TÂCHE: Mettez à jour les lignes en remplaçant "sneaker" par "trainer", sans rien modifier d'autre. Commencez à la ligne qui contient "Task: indicate every instance of the white sneaker" et arrêtez-vous après celle qui contient "[(19, 179)]", et ne donnez que ces lignes.

DONNÉES FOURNIES:

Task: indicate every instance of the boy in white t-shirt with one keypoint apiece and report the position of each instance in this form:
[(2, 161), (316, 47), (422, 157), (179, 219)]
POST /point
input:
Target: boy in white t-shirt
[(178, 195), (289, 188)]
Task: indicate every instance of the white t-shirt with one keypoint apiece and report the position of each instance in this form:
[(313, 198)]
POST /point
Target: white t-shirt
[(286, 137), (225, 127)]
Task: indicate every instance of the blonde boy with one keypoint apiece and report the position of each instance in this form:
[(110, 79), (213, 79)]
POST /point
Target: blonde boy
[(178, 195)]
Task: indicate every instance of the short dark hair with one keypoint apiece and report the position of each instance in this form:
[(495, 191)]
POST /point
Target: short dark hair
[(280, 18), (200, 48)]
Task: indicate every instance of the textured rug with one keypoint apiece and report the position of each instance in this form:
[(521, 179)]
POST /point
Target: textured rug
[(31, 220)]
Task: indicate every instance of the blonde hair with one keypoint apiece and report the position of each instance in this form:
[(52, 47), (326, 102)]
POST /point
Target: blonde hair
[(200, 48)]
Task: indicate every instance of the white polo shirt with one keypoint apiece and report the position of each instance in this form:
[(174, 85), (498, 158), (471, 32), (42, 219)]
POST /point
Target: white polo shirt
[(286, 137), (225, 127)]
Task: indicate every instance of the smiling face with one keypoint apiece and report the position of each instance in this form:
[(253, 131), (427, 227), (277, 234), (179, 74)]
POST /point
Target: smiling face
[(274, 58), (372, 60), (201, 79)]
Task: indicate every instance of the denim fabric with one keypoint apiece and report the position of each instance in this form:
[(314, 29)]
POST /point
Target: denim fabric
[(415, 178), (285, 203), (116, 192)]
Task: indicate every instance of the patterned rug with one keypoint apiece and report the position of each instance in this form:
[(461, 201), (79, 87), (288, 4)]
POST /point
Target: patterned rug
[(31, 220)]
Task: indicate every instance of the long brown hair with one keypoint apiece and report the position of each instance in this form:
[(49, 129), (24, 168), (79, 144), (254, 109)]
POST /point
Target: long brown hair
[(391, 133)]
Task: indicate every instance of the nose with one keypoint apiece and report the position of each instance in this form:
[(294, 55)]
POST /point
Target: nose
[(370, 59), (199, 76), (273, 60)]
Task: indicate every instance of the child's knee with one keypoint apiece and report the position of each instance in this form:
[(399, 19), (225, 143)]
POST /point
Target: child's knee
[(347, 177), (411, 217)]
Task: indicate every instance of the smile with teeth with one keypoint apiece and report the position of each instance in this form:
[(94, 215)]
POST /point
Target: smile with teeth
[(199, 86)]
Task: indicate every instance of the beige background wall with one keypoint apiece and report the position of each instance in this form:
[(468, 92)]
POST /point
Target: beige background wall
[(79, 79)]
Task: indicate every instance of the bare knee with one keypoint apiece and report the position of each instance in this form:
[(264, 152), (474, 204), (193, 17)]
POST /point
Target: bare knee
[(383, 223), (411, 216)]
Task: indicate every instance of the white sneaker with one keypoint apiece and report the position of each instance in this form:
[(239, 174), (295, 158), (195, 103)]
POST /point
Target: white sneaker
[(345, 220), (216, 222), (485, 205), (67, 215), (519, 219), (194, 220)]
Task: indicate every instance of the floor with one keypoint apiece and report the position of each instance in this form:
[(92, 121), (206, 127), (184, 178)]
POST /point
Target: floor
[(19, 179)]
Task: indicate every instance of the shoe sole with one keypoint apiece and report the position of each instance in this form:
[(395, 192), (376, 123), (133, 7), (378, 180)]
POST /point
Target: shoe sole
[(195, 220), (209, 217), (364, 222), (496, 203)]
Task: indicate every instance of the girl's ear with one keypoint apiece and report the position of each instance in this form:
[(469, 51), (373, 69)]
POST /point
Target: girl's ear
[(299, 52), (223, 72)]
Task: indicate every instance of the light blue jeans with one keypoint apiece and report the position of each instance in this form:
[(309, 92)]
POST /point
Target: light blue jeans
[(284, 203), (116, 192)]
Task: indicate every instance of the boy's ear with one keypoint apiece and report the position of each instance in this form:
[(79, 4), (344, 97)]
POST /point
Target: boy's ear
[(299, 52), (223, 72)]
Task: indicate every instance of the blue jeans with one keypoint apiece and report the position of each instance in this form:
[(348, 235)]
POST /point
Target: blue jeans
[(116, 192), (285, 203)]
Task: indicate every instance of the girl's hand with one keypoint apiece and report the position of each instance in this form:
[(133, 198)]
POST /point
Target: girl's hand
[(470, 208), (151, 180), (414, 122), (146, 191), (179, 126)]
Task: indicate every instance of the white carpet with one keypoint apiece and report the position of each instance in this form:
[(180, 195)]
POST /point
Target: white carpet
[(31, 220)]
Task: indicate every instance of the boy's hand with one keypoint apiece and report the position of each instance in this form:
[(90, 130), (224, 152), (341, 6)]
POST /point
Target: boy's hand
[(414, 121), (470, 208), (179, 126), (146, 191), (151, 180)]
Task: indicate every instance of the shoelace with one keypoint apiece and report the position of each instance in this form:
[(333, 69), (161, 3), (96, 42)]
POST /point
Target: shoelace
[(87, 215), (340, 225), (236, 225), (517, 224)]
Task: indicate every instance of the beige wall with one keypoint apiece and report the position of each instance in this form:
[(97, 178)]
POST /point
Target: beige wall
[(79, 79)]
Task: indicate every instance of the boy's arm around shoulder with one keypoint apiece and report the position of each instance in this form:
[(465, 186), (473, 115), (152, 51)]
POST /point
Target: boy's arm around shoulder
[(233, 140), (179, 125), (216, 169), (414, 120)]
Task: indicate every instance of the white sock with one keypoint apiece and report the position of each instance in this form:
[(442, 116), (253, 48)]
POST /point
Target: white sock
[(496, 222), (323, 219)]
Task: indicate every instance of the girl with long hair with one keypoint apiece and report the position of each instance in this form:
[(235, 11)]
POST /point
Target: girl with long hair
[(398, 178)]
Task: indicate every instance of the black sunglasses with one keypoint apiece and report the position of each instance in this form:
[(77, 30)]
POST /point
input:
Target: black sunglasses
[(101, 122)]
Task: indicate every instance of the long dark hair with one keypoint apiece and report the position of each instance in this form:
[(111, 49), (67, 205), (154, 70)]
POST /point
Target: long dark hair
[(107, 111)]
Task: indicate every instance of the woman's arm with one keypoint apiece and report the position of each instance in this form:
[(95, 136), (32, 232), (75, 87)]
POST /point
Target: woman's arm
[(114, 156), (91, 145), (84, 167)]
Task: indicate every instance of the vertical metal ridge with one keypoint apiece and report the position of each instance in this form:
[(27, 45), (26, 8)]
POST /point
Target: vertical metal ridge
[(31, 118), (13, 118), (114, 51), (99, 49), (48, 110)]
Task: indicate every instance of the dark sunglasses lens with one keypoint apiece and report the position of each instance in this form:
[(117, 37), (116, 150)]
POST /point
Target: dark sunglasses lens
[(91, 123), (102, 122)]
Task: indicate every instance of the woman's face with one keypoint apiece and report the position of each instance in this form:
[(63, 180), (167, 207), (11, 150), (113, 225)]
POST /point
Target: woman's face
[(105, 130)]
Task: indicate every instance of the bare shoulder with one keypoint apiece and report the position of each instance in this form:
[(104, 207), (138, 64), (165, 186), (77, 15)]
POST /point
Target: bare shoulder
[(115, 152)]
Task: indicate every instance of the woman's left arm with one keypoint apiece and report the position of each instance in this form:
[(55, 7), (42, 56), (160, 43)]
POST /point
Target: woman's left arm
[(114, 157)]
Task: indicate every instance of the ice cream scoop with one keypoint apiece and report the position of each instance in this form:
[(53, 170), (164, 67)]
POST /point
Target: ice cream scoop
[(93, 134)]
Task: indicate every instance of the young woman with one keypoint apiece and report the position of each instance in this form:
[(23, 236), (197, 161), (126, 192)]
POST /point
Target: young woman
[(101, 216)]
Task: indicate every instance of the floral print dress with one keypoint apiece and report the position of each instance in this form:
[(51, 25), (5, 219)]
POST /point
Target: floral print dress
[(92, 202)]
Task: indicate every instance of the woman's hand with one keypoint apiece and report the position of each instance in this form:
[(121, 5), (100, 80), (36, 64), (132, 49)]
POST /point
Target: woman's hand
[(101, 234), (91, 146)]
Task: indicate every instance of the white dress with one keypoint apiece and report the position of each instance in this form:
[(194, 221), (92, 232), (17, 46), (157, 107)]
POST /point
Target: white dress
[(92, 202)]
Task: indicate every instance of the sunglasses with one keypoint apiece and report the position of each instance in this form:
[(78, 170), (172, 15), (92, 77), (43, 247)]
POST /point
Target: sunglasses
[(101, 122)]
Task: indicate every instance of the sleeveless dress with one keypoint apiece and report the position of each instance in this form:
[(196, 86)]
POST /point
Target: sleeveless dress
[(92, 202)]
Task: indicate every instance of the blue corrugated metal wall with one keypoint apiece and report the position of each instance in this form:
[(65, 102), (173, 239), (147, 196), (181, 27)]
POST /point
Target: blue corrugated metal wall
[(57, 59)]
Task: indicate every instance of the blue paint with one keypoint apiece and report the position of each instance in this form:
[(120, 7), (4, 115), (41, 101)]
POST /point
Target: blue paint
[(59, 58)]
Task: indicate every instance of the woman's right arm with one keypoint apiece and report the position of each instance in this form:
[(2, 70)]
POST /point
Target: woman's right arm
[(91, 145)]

RÉPONSE ATTENDUE:
Task: indicate every instance of the white trainer with one keypoint apiece and report the position of each instance in this form:
[(239, 174), (295, 158), (195, 103)]
POST /point
Target: white trainer
[(345, 220), (216, 222), (485, 205), (67, 215), (519, 219), (194, 220)]
Task: indicate every instance of the floor with one keypoint apiece and report the position of each instance in this form:
[(92, 121), (206, 127), (184, 178)]
POST /point
Target: floor
[(19, 179)]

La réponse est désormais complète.